**Page**
<<<<
In the 2013 playoffs, the 12-4 San Francisco 49ers had to play a road game against the 8-7-1 Green Bay Packers. It’s hard to justify situations like this, especially when the NFC West was one of the best divisions in football history and the NFC North was below average. Division winners are automatically given a home game under the current NFL structure, but the NFL is reportedly open to modifying that rule. I thought this would be a good idea, with one caveat; after further investigation, I no longer even have a caveat.
Let’s start with an acknowledgment: there is no “traditional” NFL playoff format. The NFL has modified its playoff system more times than anybody other than Jason Lisk can remember. There are no automatic rules regarding home field: in 1934, West champion Chicago went 13-0 and had to play the East champion Giants in New York because the league alternated which division was the host each year, and even years were East years. Two years later, the 10-1-1 Packers had to play at 7-5 Boston for the same reason.
Even in more recent times, it was not unusual for the best team in the league to have to win a road playoff game. In the 1968 playoffs, the famed 13-1 Colts — thought to be one of the greatest teams in football history prior to Super Bowl III — had to win in Cleveland to win the NFL championship and earn the right to play in the Super Bowl.1 The 1972 Dolphins (14-0) had to play at Pittsburgh (10-4) in the AFC Championship Game, as that was the AFC Central’s year to have first priority.
Even a wildcard hosting a division winner is not unprecedented. 1982 was a very weird year because of the strike, but you’d be hard-pressed to find a weird result than this one: the NFC Central champion Packers (5-3-1) had to play at NFC East runner-up Dallas (6-3), while the NFC Central runner-up Vikings (5-4) got to host the NFC West champion Falcons (5-4). That’s because following the players’ strike, the league simply seeded teams 1-8 that year because of the abbreviated schedule.
On one hand, that just means that forcing the best teams to play on the road is not a “modern” issue. Even excluding championship round games, prior to 2013, there were 28 times where the home team in a playoff game had the worst record. But this “problem” essentially solved itself with the inclusion of a second wild card team. A team with a better record played a road game just twice between 1980 and 2001: the 11-5 Giants played at 10-6 San Francisco in the second round of the 1993 playoffs and the 11-5 Vikings also played at a 10-6 San Francisco team, this time in the second round of the 1988 playoffs.
>>>>
**Request a**
Edit the records below so that "thickest part" reads "widest part", keeping every other word the same. Leave the pictures out of your answer.

[Point-based annotation records]
<<<<
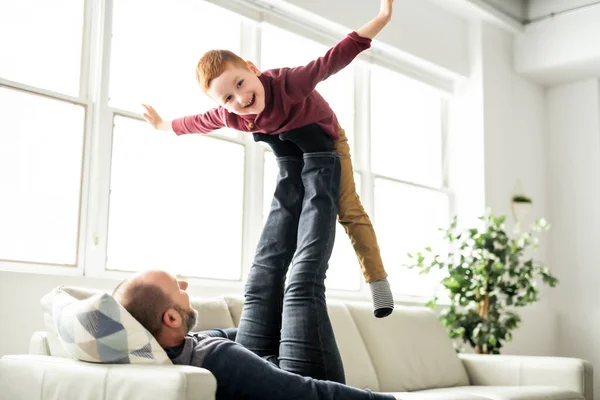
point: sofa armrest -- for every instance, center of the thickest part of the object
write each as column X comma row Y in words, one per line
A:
column 503, row 370
column 25, row 377
column 38, row 344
>>>>
**Request b**
In the article on NFL playoff home-field rules, which team did the 14-0 Dolphins have to play on the road in the 1972 AFC Championship Game?

**Expected output a**
point: sofa armrest -- for every instance, center of the widest part of the object
write each as column X comma row Y in words, one per line
A:
column 503, row 370
column 25, row 377
column 38, row 344

**Expected output b**
Pittsburgh, which was 10-4.